Directions for this task
Under the accounting guidance named in the lease accounting text, what range of lease terms applies to the Company's real estate and equipment leases?

### Selected text ###

The Company determines if an arrangement is a lease at inception. The Company evaluates each lease for classification as either a finance lease or an operating lease according to accounting guidance ASU No. 2016-02, Leases (Topic 842). The Company performs this evaluation at the inception of the lease and when a modification is made to a lease. The Company leases real estate and equipment with lease terms of one year to 45 years, some of which include options to extend and/or terminate the lease. The exercise of lease renewal options is done at the Company’s sole discretion. When deemed reasonably certain of exercise, the renewal options are included in the determination of the lease term and related right-of-use asset and lease liability. The depreciable life of the asset is limited to the expected term. The Company’s lease agreements do not contain any residual value guarantees or any restrictions or covenants.

### Provided information ###

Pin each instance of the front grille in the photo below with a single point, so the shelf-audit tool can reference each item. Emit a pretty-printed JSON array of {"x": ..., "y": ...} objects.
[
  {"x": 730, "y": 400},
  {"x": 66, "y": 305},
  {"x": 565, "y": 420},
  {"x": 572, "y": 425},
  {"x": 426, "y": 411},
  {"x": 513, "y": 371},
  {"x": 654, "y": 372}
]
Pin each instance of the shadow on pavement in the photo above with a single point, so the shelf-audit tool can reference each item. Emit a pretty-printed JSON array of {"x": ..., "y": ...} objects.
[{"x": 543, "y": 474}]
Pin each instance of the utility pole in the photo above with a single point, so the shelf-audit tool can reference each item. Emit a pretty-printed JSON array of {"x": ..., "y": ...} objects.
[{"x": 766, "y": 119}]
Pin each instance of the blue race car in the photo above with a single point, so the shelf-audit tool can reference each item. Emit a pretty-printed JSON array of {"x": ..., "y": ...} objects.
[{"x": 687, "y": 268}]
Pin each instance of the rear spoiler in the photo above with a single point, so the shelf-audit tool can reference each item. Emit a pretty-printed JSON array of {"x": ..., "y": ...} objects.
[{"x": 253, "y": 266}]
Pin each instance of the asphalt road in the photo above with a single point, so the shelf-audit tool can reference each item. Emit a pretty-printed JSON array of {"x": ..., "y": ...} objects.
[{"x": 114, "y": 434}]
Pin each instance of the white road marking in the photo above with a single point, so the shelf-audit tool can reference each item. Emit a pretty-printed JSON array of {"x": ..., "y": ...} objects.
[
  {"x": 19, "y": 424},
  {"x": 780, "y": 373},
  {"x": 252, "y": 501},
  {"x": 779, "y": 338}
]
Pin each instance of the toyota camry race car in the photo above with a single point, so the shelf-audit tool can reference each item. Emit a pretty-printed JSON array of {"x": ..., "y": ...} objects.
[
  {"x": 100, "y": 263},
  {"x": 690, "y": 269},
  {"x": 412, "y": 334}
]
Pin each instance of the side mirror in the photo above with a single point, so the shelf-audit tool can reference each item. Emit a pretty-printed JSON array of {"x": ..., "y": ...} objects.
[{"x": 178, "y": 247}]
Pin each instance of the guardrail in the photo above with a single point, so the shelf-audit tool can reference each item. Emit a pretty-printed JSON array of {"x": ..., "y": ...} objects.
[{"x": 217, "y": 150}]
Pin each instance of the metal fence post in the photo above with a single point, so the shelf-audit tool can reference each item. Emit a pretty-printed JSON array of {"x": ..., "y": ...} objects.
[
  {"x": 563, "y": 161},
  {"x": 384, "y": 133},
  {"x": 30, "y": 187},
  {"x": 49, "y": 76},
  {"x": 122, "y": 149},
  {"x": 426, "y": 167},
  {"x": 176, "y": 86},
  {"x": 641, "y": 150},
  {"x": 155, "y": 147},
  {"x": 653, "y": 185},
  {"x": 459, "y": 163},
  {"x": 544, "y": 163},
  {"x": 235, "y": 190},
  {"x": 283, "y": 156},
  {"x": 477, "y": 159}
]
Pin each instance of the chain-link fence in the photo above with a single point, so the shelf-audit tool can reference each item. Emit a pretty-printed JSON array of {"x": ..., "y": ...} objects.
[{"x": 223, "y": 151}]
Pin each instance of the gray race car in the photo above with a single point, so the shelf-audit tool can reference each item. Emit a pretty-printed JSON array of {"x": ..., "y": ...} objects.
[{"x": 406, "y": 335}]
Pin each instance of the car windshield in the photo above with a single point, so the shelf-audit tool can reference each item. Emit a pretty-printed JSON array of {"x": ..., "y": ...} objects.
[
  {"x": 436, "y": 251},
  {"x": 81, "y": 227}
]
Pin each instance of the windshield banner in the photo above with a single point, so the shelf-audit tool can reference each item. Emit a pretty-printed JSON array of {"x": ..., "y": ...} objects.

###

Problem solution
The lease terms range from one year to 45 years.